- [What this task involves]:
Check every line below, and copy those that include "track".
====== Record set
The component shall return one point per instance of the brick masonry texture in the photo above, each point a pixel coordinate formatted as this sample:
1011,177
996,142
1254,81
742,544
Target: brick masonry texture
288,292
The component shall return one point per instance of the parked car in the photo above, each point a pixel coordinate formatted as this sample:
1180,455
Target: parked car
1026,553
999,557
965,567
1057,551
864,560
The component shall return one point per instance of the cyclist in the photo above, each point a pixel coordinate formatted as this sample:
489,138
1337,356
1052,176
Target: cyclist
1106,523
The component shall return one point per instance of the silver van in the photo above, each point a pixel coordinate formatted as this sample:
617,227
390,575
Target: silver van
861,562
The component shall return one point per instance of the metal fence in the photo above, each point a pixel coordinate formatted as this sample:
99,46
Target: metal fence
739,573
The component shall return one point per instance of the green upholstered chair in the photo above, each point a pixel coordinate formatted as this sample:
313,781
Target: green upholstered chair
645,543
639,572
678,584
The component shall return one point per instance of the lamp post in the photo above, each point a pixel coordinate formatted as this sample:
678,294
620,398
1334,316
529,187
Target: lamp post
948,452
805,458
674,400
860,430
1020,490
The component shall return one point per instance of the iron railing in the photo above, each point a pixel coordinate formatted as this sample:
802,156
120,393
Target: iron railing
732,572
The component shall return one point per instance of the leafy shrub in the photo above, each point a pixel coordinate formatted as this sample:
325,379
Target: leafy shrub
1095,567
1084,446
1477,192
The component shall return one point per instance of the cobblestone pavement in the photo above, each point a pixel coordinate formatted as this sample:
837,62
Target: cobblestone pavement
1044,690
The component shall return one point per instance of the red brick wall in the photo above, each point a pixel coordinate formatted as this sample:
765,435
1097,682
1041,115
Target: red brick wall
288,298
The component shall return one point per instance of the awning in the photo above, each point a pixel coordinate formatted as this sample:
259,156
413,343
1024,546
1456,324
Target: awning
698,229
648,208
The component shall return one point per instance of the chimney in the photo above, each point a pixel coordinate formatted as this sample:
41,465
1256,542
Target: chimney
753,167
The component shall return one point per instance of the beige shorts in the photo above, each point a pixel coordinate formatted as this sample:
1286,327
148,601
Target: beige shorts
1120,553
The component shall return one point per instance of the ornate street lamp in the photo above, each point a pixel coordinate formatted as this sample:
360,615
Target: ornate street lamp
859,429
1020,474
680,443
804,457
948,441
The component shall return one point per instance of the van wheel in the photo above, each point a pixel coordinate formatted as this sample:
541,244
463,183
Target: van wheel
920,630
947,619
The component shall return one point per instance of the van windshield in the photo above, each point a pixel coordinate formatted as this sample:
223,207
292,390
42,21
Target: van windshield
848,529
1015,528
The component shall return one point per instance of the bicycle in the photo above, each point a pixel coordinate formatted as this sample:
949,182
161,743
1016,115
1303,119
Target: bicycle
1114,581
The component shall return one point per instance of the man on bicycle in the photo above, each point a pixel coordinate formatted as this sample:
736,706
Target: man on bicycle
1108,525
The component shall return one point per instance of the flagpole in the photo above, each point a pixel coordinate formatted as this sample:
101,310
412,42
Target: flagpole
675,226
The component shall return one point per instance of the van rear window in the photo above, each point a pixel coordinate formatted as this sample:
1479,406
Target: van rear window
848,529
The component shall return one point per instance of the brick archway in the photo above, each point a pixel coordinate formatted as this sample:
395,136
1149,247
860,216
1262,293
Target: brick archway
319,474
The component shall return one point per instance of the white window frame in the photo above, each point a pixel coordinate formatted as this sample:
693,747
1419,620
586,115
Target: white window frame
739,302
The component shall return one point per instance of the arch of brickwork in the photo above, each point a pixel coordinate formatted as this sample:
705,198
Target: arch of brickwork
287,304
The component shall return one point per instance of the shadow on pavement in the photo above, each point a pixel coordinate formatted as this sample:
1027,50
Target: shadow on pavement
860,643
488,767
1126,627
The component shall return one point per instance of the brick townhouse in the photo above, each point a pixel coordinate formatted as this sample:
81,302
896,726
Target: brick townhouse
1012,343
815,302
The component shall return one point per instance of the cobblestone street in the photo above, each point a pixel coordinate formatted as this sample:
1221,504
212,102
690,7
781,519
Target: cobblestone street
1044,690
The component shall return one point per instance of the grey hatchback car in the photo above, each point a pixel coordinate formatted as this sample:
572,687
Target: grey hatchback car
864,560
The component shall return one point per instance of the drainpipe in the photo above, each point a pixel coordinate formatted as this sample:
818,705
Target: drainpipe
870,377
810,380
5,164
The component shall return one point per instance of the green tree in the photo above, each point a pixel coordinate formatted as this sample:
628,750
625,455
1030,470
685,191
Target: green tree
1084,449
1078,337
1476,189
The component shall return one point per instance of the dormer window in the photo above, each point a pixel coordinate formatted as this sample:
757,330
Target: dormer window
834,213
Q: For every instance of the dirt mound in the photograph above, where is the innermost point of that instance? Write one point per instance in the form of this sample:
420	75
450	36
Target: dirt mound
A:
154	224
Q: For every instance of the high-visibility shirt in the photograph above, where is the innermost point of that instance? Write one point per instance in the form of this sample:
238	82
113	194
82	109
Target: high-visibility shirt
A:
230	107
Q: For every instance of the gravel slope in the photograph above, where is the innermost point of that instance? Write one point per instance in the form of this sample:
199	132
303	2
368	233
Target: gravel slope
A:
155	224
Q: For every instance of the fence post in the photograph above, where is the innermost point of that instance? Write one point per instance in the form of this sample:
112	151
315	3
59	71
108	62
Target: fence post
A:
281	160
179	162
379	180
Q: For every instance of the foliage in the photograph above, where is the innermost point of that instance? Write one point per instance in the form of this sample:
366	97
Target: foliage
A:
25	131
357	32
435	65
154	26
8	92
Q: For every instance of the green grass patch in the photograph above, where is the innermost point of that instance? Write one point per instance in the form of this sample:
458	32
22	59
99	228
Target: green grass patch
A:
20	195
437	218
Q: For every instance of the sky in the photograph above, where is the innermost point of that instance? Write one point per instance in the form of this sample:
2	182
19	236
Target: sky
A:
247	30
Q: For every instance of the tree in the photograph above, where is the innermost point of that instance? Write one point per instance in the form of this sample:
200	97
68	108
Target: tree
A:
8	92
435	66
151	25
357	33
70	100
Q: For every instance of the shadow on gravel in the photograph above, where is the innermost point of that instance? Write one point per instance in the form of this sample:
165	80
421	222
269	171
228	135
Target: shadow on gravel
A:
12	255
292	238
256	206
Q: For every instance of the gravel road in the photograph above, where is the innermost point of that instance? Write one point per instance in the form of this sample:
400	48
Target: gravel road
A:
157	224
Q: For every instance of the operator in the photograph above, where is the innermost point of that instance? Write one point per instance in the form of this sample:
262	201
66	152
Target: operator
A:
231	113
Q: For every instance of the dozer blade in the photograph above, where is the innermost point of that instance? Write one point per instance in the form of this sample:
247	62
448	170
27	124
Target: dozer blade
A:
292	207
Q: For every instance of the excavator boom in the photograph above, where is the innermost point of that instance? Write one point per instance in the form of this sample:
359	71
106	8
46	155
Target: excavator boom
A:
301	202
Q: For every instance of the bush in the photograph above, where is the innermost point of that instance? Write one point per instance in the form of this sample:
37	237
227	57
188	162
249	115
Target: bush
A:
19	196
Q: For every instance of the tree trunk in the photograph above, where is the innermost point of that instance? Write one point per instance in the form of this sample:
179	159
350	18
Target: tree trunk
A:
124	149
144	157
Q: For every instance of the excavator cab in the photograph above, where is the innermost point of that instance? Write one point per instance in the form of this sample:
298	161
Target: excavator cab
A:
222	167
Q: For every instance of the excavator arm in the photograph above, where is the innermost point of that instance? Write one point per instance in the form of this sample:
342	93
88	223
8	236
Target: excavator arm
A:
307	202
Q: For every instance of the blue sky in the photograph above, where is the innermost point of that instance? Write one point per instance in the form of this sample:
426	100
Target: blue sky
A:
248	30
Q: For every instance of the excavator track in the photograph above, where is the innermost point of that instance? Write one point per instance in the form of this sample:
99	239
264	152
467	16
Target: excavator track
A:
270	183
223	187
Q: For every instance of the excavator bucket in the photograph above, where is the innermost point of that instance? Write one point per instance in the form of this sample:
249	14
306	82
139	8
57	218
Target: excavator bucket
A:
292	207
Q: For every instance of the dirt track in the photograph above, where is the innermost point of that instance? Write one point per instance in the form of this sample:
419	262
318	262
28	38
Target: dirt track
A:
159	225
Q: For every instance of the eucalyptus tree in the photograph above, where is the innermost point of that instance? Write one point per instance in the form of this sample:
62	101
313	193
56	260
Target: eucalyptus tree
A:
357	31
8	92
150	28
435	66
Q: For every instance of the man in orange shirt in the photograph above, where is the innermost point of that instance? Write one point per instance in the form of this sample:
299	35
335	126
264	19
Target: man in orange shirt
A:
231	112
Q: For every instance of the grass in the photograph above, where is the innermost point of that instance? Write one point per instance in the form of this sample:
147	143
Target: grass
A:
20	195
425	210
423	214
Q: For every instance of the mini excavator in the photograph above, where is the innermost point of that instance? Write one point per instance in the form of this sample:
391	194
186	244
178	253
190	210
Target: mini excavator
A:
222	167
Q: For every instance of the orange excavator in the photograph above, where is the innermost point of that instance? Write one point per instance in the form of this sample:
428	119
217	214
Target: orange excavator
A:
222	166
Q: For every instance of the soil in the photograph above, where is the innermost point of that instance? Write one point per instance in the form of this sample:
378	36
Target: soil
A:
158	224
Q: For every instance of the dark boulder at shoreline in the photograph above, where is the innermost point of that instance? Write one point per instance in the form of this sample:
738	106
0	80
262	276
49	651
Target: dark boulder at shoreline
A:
============
====== Record set
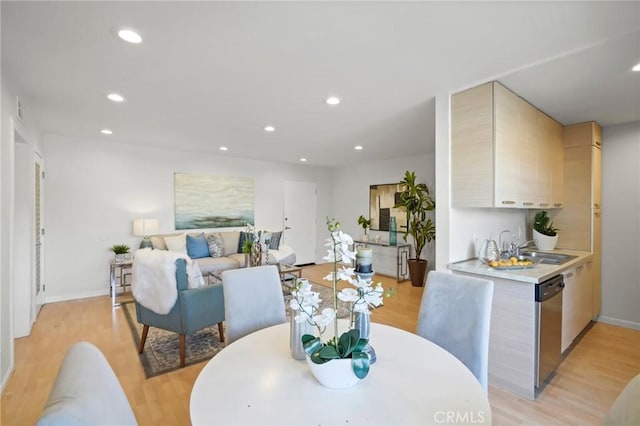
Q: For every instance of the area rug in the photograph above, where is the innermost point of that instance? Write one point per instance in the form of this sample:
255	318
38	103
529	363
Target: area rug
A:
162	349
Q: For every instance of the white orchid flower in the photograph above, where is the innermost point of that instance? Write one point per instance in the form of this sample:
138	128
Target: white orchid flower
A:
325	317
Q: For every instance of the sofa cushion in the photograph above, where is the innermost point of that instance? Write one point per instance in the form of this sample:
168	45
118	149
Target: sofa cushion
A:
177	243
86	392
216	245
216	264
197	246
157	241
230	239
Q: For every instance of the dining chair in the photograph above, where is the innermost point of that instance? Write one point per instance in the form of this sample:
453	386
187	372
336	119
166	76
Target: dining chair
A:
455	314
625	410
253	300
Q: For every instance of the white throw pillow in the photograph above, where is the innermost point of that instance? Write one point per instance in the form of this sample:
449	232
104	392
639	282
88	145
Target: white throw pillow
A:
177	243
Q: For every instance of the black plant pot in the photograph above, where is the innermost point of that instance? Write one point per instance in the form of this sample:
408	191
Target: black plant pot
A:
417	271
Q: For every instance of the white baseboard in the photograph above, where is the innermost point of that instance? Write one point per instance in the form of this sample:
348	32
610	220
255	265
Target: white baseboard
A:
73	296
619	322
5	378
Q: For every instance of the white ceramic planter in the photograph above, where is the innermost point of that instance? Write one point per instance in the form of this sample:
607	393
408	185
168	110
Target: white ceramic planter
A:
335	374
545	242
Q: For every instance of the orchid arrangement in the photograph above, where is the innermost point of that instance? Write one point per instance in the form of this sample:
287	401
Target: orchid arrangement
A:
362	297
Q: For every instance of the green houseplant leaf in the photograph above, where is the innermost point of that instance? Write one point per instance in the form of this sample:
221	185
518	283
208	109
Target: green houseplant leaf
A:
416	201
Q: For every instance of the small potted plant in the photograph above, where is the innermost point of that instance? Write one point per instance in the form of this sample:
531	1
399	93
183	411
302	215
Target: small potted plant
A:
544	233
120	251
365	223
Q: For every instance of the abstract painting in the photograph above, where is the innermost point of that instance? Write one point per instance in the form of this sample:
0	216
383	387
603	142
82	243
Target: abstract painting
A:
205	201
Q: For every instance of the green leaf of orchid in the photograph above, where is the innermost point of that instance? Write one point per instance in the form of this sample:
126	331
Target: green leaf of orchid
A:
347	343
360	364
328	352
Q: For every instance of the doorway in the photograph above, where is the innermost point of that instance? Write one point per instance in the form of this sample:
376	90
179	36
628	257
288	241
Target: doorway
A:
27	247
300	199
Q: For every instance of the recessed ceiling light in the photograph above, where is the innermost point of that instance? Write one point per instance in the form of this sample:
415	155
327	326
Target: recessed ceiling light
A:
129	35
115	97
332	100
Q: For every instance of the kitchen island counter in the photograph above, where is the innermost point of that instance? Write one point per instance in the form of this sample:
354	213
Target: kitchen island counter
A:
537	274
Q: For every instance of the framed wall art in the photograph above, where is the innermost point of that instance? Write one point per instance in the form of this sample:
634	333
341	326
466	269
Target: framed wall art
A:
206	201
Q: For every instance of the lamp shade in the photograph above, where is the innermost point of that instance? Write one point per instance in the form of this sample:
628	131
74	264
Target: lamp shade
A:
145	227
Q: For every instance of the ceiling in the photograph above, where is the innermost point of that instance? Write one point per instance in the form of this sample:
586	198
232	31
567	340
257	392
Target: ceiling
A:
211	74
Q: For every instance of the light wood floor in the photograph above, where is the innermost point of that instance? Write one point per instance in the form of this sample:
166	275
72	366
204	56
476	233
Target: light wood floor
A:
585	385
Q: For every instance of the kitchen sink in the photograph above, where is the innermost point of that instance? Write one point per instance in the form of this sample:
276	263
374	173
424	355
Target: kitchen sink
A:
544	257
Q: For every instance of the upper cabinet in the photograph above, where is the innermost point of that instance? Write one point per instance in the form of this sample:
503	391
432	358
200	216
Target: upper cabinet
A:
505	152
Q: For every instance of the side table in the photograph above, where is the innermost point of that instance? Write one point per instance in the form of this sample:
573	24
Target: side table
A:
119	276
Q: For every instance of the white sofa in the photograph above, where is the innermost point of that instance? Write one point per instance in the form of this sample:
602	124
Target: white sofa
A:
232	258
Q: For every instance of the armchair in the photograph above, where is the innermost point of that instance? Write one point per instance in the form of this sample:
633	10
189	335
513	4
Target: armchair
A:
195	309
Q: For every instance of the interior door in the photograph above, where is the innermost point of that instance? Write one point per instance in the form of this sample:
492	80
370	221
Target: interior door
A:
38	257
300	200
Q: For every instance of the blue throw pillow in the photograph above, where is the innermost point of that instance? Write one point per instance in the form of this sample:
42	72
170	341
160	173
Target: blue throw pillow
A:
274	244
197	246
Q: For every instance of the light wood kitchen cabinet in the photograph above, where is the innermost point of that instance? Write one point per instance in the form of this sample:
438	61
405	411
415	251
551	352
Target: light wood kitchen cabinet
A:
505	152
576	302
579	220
============
- [Problem solution]:
Q: For every instance of the excavator track in the photograph above, where is the innermost point of that instance? Write one point per instance in the form of this sample:
Target: excavator track
Q: For every instance of the dirt track in the photograph above, where is the innermost point of that instance? Write one point per instance in the form of this sample:
Target: dirt track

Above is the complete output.